# EXTRACT TO READ
United States District Court, W.D. Texas, El Paso Division
Jun 21, 2005
EP-04-CA-0241-FM (W.D. Tex. Jun. 21, 2005)

Opinion

EP-04-CA-0241-FM.

June 21, 2005


MEMORANDUM OPINION AND ORDER ON DEFENDANT'S MOTION TO ALTER OR AMEND JUDGMENT


Before the Court is "Telerx's Motion for Reconsideration and for the Court to Amend its Order of May 10" [Rec. No. 21] and "Plaintiff's Response to Telerx's Motion for Reconsideration and for the Court to Amend its Order of May 10, 2005" [Rec. No. 25] filed in the above-captioned cause. After carefully reviewing the arguments and authorities, the Court is of the opinion that "Telerx's Motion for Reconsideration and for the Court to Amend its Order of May 10" [Rec. No. 21] should be GRANTED for the following reasons:

On May 10, 2005 this Court granted in part and denied in part Defendant's motion for summary judgment. [Rec. No. 20]. On May 19, 2005 Defendant timely brought its Rule 59(e) motion to alter or amend this Court's denial of summary judgment on Plaintiff's sexual harassment claim. [Rec. No. 68]. Under Rule 59, the district court has been given considerable discretion over whether to grant or deny such a motion. Edward H. Bohlin Co. v. Banning Co., 6 F.3d 350, 355 (5th Cir. 1993). In general, our Circuit disfavors granting a Rule 59(e) motion to alter or amend judgment. Southern Constructors Group, Inc., v. Dynalectric Co., 2 F.3d 606, 611 (5th Cir. 1993). Moreover, a Rule 59(e) motion "cannot be used to raise arguments which could, and should, have been made before the judgment issued." Rosenzweig v. Azurix Corp., 332 F.3d 854, 863-64 (5th Cir. 2003). However, there are certain grounds upon which a district court may grant a Rule 59 motion: (1) an intervening change in controlling law; (2) the availability of new evidence not previously available; (3) the need to correct a clear error of law or fact; or (4) prevent manifest injustice. In re Benjamin Moore Co., 318 F.3d 626, 629 (5th Cir. 2002); Rosenzweig 332 F.3d at 863-64.

Saved entries:
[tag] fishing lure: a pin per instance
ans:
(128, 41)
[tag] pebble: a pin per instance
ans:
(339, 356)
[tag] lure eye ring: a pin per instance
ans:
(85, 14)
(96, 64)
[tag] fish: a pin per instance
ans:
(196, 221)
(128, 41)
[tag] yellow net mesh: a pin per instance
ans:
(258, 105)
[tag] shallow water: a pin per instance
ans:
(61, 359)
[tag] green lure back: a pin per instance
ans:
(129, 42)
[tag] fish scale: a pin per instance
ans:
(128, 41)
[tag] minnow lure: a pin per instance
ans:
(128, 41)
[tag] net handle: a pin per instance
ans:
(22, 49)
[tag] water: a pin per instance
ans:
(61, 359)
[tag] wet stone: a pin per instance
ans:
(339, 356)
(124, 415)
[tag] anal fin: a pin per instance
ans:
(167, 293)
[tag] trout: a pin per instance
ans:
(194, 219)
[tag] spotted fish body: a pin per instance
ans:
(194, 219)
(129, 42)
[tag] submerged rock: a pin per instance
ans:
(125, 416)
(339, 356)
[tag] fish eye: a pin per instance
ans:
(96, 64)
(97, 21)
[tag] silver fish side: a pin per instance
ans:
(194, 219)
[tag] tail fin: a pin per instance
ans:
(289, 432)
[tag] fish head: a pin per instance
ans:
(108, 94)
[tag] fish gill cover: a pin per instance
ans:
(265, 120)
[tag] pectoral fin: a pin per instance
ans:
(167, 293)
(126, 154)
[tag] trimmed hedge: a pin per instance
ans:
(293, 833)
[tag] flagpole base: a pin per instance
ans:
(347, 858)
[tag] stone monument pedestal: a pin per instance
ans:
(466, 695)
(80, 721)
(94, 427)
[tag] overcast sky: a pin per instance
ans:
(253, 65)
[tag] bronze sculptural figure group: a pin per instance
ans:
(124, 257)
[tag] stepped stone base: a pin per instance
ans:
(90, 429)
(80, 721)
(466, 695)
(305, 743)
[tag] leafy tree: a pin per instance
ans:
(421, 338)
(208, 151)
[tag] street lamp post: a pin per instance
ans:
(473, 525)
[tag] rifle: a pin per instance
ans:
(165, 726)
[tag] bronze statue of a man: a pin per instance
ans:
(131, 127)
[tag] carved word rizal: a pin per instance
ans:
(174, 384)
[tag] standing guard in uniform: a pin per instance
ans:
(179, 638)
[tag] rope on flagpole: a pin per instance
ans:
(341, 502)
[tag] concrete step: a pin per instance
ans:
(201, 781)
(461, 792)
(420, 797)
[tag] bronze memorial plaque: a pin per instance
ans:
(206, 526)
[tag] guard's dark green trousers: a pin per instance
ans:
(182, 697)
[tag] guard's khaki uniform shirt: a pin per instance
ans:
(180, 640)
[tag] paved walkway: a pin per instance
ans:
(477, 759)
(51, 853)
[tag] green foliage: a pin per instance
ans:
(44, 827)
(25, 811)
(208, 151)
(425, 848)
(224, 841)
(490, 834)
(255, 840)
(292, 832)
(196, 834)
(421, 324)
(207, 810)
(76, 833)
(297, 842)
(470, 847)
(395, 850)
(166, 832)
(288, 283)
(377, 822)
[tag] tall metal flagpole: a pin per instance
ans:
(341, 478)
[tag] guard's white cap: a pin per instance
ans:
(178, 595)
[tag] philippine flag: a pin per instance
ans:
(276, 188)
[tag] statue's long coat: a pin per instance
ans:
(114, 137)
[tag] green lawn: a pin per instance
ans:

# EXERCISE SET
(A) Can you summarize the court opinion in two sentences?
(B) Could you carry on with the court opinion, picking up after its last sentence?
This listing has no connection to the court opinion.

# EXPECTED OUTPUTS
(A) The court grants Telerx's motion to reconsider and amend its May 10, 2005 order, which had denied summary judgment on the plaintiff's sexual harassment claim. Although district courts have considerable discretion under Rule 59(e), the Fifth Circuit disfavors such motions and allows them only for a change in controlling law, newly available evidence, correction of a clear error of law or fact, or prevention of manifest injustice.

(B)
Defendant brought its motion pursuant to both Rules 59(e) and 60(b). However, "A motion for reconsideration filed within 10 days of judgment is treated as a motion to alter or amend judgment under Rule 59(e)." Edward H. Bohlin Co. v. Banning Co., 6 F.3d 350, 353 (5th Cir. 1993).

The Court notes that Defendant has failed to cite to or anchor its argument in the applicable Rule 59(e) standard of this Circuit.

Because Defendant has not established an intervening change in controlling law, sought to introduce new evidence or claimed that manifest injustice will result, the Court considers Defendant's motion for reconsideration as a Rule 59(e) motion to alter or amend judgment based on a clear error of law. Clear error has not been explicitly defined but should conform to a "very exacting standard." Lightfoot v. District of Colombia, 355 F. Supp.2d 414, 422 (D.D.C. 2005).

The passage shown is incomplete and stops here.